begin Data provided
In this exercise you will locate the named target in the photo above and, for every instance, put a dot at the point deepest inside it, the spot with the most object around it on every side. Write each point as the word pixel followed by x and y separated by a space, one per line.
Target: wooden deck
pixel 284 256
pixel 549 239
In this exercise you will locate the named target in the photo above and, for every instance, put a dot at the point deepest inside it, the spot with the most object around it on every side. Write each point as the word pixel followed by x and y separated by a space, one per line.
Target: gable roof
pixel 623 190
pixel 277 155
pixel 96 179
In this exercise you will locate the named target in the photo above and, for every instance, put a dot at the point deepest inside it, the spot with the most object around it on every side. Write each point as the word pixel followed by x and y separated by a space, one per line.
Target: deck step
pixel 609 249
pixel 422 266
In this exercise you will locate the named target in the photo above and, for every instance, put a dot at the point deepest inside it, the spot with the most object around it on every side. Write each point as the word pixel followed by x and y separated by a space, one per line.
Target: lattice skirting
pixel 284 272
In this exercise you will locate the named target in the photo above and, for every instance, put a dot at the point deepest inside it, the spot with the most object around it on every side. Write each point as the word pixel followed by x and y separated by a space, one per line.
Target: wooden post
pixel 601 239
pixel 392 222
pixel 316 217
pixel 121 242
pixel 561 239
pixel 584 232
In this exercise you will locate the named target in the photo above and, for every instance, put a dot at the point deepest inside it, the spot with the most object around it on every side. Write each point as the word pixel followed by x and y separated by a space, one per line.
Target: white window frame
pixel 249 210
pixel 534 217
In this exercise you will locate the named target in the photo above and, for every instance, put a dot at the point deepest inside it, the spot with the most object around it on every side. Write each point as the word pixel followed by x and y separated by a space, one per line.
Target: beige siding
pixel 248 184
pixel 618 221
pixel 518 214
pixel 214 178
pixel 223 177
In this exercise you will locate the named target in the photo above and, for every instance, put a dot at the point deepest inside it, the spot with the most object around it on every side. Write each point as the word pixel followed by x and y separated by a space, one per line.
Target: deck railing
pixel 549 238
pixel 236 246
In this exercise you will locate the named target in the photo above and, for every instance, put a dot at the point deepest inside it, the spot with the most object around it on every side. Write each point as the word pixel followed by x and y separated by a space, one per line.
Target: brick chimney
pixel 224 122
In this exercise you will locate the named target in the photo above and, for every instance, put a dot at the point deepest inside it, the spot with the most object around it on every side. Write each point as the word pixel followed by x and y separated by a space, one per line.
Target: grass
end Data provided
All of the entries should be written out again exactly.

In this exercise you will locate the named target in the photo above and, for every instance, put a dot at the point deepest inside it, the spot with the most object around it on every side. Write each point as the word pixel followed by x and y separated by a space, one per line.
Target: wooden deck
pixel 284 256
pixel 549 239
In this exercise you will locate the named target in the photo above and, for every instance, put a dot at the point deepest inside it, the spot with the most object around it on every side. Write each point as the word pixel followed by x and y separated by a space, one per line.
Target: gable roof
pixel 623 190
pixel 277 155
pixel 96 179
In this exercise you will locate the named target in the photo above and, for every instance, put a dot at the point deepest inside it, the spot with the most object around it on every side. Write each point as the word pixel followed by x and y separated by a space, one per line.
Target: deck step
pixel 609 249
pixel 422 266
In this exercise you will locate the named target in the photo above and, for every instance, put a dot at the point deepest inside it, the spot with the most object around it on every side. Write each point as the word pixel followed by x and y separated by a space, one per line.
Target: lattice skirting
pixel 284 272
In this exercise you will locate the named target in the photo above and, for every instance, put a dot at the point deepest inside it, the spot with the most object around it on every side. Write each point as the word pixel followed by x and y separated by a space, one per line.
Target: wooden post
pixel 601 239
pixel 392 222
pixel 316 217
pixel 121 242
pixel 561 239
pixel 584 232
In this exercise you will locate the named target in the photo above and, for every instance, put a dot at the point deepest inside it, the spot with the most object around it on every side. Write each point as the word pixel followed by x and y separated by a space, one per line.
Target: white window frame
pixel 249 210
pixel 534 217
In this exercise you will locate the named target in the photo above and, for every instance, put a dot at the point deepest inside it, the spot with the most object around it on every side. Write each point as the word pixel followed by x and y separated by a space, one per line.
Target: beige siding
pixel 248 184
pixel 618 221
pixel 518 214
pixel 214 178
pixel 223 177
In this exercise you will locate the named target in the photo above and, for every instance, put a dot at the point deepest inside it, the spot with the most object around it on every side. Write each point as the word pixel followed by x and y separated by a space, one per line.
Target: deck railing
pixel 549 238
pixel 236 246
In this exercise you will locate the named target in the photo above and, for every instance, put a dot at the point deepest inside it, the spot with the most object around it on every side. Write each point as the word pixel followed by x and y separated by a space, one per line.
Target: brick chimney
pixel 224 122
In this exercise you will locate the named target in the photo above and, for every instance, put a dot at the point deepest inside it, the spot with the most object around it on every side. Write each point as the word pixel followed by x and y separated by a space, one per line.
Target: grass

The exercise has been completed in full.